### Texto proporcionado
En una de las maniobras se produjo un incendio en el campo de tiro. El fuego según avanzaba hacía estallar las granadas y bombas que no habían estallado cuando se dispararon. El tiro se hace para entrenar a los soldados, pero también para agotar la munición que está a punto de caducar. Por eso había tantas granadas fallidas.  El caso es que estaban estallando cada pocos segundos. Algunas explosiones eran muy fuertes, y los brigadas armeros decían: “Esa es del 120” Al cabo de tres o cuatro horas de comenzar el incendio, se acercó un teniente con una sección de soldados con cubos y palas para apagar el incendio. Eran del destacamento de Obejo. Dado el ritmo de las explosiones, todos dijimos que estaba loco, para meter  los soldados en esa trampa.  Tres horas más tarde volvían de retirada con un herido de metralla. El incendio y las explosiones duraron toda la noche.

Durante mi estancia en el cuartel hubo un trágico accidente. Un “Reo” del primer escuadrón cargado de soldados volcó por falta de pericia del conductor, y falleció un soldado de Dos Hermanas, población limítrofe al cuartel. Yo fui en representación del segundo escuadrón al funeral en la parroquia de Santa María Magdalena. Hubo mucho llanto y desesperación. La muerte de un joven es siempre poco aceptada, pero en pleno servicio militar obligatorio añade una desesperación mayor. El caso es que nuestro capitán bramaba:”Los conductores no conocen la capacidad y estabilidad de nuestros vehículos. Y eso vamos a arreglarlo” El lunes siguiente cargó todos los vehículos de soldados, oficiales y suboficiales, y nos hizo estar tres horas bajando y subiendo las laderas del canal del Guadaíra detrás de su vehículo, hasta que los conductores perdieron el miedo a las empinadas cuestas.

### Tareas por completar
a. ¿Puedes transcribir del relato del servicio militar el fragmento que empieza en "Durante mi estancia" y sigue hasta "las empinadas cuestas."?
b. ¿Puedes prolongar el relato del servicio militar a partir de su última oración?

(Entradas del conjunto de datos)

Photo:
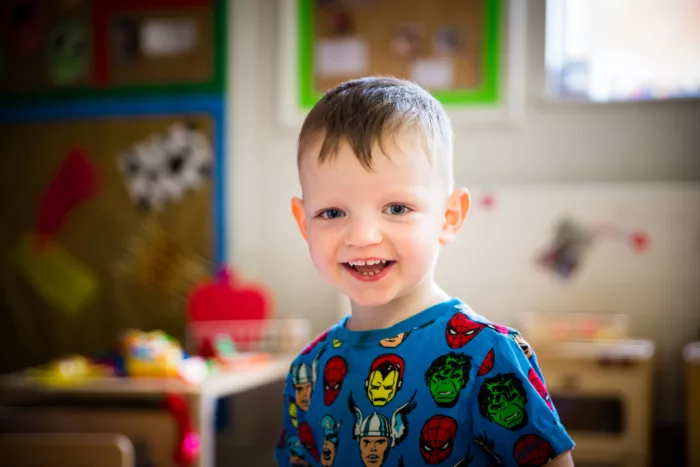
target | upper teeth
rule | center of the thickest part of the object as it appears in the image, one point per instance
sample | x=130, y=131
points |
x=369, y=262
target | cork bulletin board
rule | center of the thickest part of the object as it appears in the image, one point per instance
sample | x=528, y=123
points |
x=450, y=47
x=66, y=49
x=116, y=209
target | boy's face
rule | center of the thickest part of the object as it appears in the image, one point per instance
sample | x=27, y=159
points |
x=373, y=235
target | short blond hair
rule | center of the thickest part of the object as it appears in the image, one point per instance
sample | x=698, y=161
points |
x=365, y=111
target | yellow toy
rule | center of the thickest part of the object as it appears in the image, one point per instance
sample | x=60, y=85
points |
x=69, y=370
x=151, y=354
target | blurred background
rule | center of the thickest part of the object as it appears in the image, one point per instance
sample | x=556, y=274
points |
x=153, y=280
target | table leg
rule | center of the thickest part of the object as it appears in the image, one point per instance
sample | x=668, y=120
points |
x=202, y=413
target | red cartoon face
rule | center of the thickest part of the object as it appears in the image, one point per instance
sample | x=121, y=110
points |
x=539, y=386
x=487, y=364
x=333, y=376
x=460, y=330
x=437, y=438
x=306, y=437
x=498, y=328
x=532, y=451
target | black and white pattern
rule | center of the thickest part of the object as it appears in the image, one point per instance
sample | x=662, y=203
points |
x=165, y=166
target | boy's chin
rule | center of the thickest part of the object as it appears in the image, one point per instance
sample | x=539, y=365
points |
x=370, y=300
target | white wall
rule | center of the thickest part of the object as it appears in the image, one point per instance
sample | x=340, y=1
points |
x=552, y=143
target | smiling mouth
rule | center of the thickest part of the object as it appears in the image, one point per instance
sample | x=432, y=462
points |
x=370, y=267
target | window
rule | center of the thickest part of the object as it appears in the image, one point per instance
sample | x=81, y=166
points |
x=623, y=50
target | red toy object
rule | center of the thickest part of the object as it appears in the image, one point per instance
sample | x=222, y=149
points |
x=225, y=299
x=224, y=306
x=75, y=181
x=640, y=241
x=188, y=440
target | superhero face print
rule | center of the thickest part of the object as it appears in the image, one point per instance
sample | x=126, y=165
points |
x=392, y=342
x=461, y=330
x=446, y=377
x=502, y=400
x=539, y=386
x=303, y=379
x=302, y=395
x=498, y=328
x=330, y=440
x=374, y=449
x=532, y=451
x=376, y=435
x=384, y=379
x=437, y=439
x=487, y=364
x=293, y=413
x=333, y=377
x=306, y=438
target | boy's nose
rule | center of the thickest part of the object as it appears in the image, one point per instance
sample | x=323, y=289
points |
x=362, y=234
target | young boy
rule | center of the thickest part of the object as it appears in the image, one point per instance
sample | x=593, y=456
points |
x=412, y=376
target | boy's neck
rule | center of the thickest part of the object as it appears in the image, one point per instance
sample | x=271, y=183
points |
x=385, y=316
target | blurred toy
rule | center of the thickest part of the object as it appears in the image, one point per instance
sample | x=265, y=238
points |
x=188, y=439
x=572, y=240
x=151, y=354
x=69, y=370
x=224, y=306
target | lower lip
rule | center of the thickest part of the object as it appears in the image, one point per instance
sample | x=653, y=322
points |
x=361, y=277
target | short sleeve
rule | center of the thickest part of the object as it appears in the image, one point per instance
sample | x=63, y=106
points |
x=513, y=417
x=289, y=449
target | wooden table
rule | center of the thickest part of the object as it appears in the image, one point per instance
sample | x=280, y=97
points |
x=201, y=397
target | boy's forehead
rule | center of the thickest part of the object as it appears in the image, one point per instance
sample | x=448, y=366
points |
x=395, y=157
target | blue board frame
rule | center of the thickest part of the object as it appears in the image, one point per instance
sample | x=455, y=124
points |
x=153, y=106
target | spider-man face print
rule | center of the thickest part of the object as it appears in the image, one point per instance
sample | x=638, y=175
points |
x=532, y=451
x=498, y=328
x=333, y=377
x=306, y=437
x=539, y=386
x=437, y=439
x=460, y=330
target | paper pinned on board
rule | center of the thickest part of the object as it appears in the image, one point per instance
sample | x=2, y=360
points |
x=341, y=57
x=167, y=37
x=55, y=274
x=433, y=73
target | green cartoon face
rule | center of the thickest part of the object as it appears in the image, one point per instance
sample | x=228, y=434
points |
x=68, y=52
x=502, y=400
x=447, y=376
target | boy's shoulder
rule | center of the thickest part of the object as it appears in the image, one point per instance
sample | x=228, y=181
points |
x=458, y=325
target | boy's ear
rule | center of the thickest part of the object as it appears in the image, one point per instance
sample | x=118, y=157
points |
x=299, y=215
x=455, y=212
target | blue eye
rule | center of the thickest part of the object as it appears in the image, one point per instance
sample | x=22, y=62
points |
x=331, y=214
x=397, y=209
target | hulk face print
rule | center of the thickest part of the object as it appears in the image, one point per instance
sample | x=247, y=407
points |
x=446, y=377
x=502, y=400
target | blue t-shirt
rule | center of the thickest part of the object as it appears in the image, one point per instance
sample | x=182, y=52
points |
x=444, y=387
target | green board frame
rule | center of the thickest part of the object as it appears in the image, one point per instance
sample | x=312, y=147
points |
x=216, y=85
x=487, y=94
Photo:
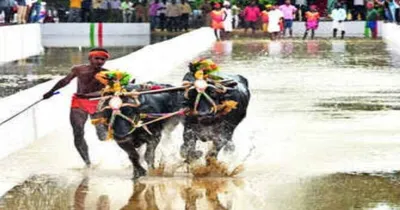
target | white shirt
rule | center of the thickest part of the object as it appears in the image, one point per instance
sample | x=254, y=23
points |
x=339, y=14
x=274, y=17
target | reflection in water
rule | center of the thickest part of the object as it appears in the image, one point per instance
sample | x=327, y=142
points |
x=351, y=191
x=330, y=192
x=143, y=198
x=312, y=47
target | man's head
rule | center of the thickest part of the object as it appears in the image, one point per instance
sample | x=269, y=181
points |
x=313, y=8
x=98, y=57
x=370, y=5
x=227, y=4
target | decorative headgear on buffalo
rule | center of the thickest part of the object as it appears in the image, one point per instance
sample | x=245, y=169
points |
x=99, y=53
x=205, y=64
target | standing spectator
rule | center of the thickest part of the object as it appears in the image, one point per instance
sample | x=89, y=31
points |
x=217, y=20
x=235, y=15
x=274, y=17
x=162, y=14
x=359, y=9
x=393, y=7
x=289, y=12
x=312, y=22
x=228, y=18
x=115, y=11
x=186, y=10
x=206, y=8
x=21, y=11
x=301, y=6
x=251, y=14
x=139, y=12
x=6, y=6
x=372, y=17
x=154, y=6
x=265, y=18
x=385, y=4
x=96, y=10
x=173, y=15
x=126, y=7
x=74, y=11
x=86, y=14
x=103, y=10
x=338, y=16
x=35, y=11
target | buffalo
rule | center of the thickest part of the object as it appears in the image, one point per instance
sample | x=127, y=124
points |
x=217, y=106
x=125, y=116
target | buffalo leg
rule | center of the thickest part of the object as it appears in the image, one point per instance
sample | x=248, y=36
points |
x=150, y=151
x=128, y=147
x=188, y=149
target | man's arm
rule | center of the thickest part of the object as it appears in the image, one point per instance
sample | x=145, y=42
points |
x=62, y=83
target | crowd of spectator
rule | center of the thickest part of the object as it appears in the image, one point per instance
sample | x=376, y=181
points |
x=20, y=11
x=177, y=15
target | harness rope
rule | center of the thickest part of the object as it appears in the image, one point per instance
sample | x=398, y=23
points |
x=223, y=108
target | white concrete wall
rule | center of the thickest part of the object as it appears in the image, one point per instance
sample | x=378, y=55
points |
x=78, y=34
x=19, y=41
x=53, y=114
x=352, y=28
x=391, y=34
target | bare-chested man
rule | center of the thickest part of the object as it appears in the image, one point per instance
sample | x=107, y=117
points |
x=81, y=107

### Resultados por tarea
a.
Durante mi estancia en el cuartel hubo un trágico accidente. Un “Reo” del primer escuadrón cargado de soldados volcó por falta de pericia del conductor, y falleció un soldado de Dos Hermanas, población limítrofe al cuartel. Yo fui en representación del segundo escuadrón al funeral en la parroquia de Santa María Magdalena. Hubo mucho llanto y desesperación. La muerte de un joven es siempre poco aceptada, pero en pleno servicio militar obligatorio añade una desesperación mayor. El caso es que nuestro capitán bramaba:”Los conductores no conocen la capacidad y estabilidad de nuestros vehículos. Y eso vamos a arreglarlo” El lunes siguiente cargó todos los vehículos de soldados, oficiales y suboficiales, y nos hizo estar tres horas bajando y subiendo las laderas del canal del Guadaíra detrás de su vehículo, hasta que los conductores perdieron el miedo a las empinadas cuestas.

b.
El 20 de Noviembre del 1977 me tocó sin sorteo ir en representación del escuadrón al funeral de Franco en la Iglesia del Santo Ángel de la calle Rioja. Allí hice acto de presencia vestido de gala, y me desplacé por la iglesia para que los mandos vieran que estaba allí, cumpliendo mi cometido.

El seis de Enero del 1978 acabó mi servicio militar. Ese mismo día hice mi último servicio: llevar los lanceros, con uniformes y lanzas del siglo XIX conservados al efecto, a Capitanía General de la II región militar, para que hicieran guardia en sus impresionantes escaleras del edificio principal, mientras se llevaba a cabo el solemne acto oficial del día de la epifanía. El capitán general invitaba a jefes y oficiales superiores, autoridades civiles y eclesiásticas a un discurso oficial y a una “copa de vino español” que así se llamaba el refrigerio. Varios días antes yo adaptaba los soldados a las tallas de uniformes que tenía, hasta que todos estuvieron cómodos. He de decir que los uniformes del siglo pasado eran pequeños para la talla media de los soldados de los años setenta. Así que buscaba soldados bajitos y delgados por todos los escuadrones. Los elegidos se quejaban, pues era día festivo, y perdían unas horas libres. Al final encontré a los catorce soldados necesarios, que resultaban muy bien con uniformes, casco plateado reluciente y lanza.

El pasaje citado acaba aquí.